La justicia y el juicio de Dios

×

“Y si nuestra injusticia hace resaltar la justicia de Dios, ¿qué diremos? ¿Será injusto Dios que da castigo? . . . En ninguna manera; de otro modo, ¿cómo juzgaría Dios al mundo?” (Romanos 3:5-6).

La realidad de que Dios es un juez que considera responsable a todo ser humano ante su ley, es un tema que se repite vez tras vez en las Escrituras. El apóstol Pablo aborda este tema en su Epístola a los Romanos.

Para estar seguros de que entendemos correctamente el pensamiento de Pablo, necesitamos recordar la advertencia que Pedro hizo acerca de no malinterpretar las palabras de Pablo y así transmitir un mensaje diferente del que él tenía en mente. Pedro afirmó que en los escritos de Pablo había algunas cosas “difíciles de entender, las cuales los indoctos e inconstantes tuercen, como también las otras Escrituras, para su propia perdición” (2 Pedro 3:16).

Es muy frecuente que esta clase de personas lean lo que dice Pablo de acuerdo con sus propias creencias e ideas, que son totalmente contrarias a la palabra de Dios y aun a las claras enseñanzas de Pablo. Es crucial que leamos con cuidado lo que dice Pablo verdaderamente, en lugar de dar por sentado que la creencia popular es siempre cierta.

Muchas ideas comúnmente aceptadas acerca de Pablo son tan parcializadas en contra de los escritos del Antiguo Testamento, que socavan lo que ese apóstol realmente enseñó.

Tal como sucede con Gálatas, Romanos es muy tergiversada por los comentaristas bíblicos. Debido a sus ideas preconcebidas en contra de la ley de Dios, malinterpretan las palabras de Pablo de tal forma que las hacen parecer hostiles contra las leyes que se enseñan en las Sagradas Escrituras.

Uno de los propósitos principales de lo que Pablo les escribió a los romanos era poner punto final a la tendencia que existía entre los cristianos judíos y gentiles de juzgarse mutuamente. Quería que entendieran que “todos compareceremos ante el tribunal de Cristo” y seremos juzgados con el mismo patrón (Romanos 14:10; Juan 5:22-24).

La justicia de Dios no tiene predilectos

Para dejar este punto claro, Pablo explica la justicia de Dios y cómo ésta tiene que ver con la justificación de los pecadores, sin importar su raza, cultura o entendimiento previo de su ley.

“Porque no hay acepción de personas para con Dios. Porque todos los que sin ley han pecado, sin ley también perecerán; y todos los que bajo la ley han pecado, por la ley serán juzgados; porque no son los oidores de la ley los justos ante Dios, sino los hacedores de la ley serán justificados” (Romanos 2:11-13).

+ + + +

# EJERCICIO PROPUESTO 1:
Vuelve a escribir, sin cambio alguno, el tramo de las entradas que va desde la línea que contiene "like x=142 y=154." hasta el final de las entradas, ambos extremos incluidos.

# MATERIAL PROPORCIONADO:
+ + + +

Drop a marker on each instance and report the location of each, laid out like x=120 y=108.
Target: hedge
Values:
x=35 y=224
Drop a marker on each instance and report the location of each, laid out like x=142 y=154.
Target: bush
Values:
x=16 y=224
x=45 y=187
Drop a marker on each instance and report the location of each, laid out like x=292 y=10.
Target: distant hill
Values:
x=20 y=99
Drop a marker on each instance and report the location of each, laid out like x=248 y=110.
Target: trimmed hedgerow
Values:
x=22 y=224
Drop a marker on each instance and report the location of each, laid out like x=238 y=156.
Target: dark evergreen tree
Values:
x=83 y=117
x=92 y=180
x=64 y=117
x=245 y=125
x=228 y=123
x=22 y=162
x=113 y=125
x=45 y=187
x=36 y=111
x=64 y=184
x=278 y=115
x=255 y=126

+ + + +

# EJERCICIO PROPUESTO 2:
Enumera todas las referencias bíblicas que aparecen entre paréntesis en el fragmento sobre la justicia de Dios.

# RESPUESTA FINAL 1:
Drop a marker on each instance and report the location of each, laid out like x=142 y=154.
Target: bush
Values:
x=16 y=224
x=45 y=187
Drop a marker on each instance and report the location of each, laid out like x=292 y=10.
Target: distant hill
Values:
x=20 y=99
Drop a marker on each instance and report the location of each, laid out like x=248 y=110.
Target: trimmed hedgerow
Values:
x=22 y=224
Drop a marker on each instance and report the location of each, laid out like x=238 y=156.
Target: dark evergreen tree
Values:
x=83 y=117
x=92 y=180
x=64 y=117
x=245 y=125
x=228 y=123
x=22 y=162
x=113 y=125
x=45 y=187
x=36 y=111
x=64 y=184
x=278 y=115
x=255 y=126

# RESPUESTA FINAL 2:
- Romanos 3:5-6
- 2 Pedro 3:16
- Romanos 14:10
- Juan 5:22-24
- Romanos 2:11-13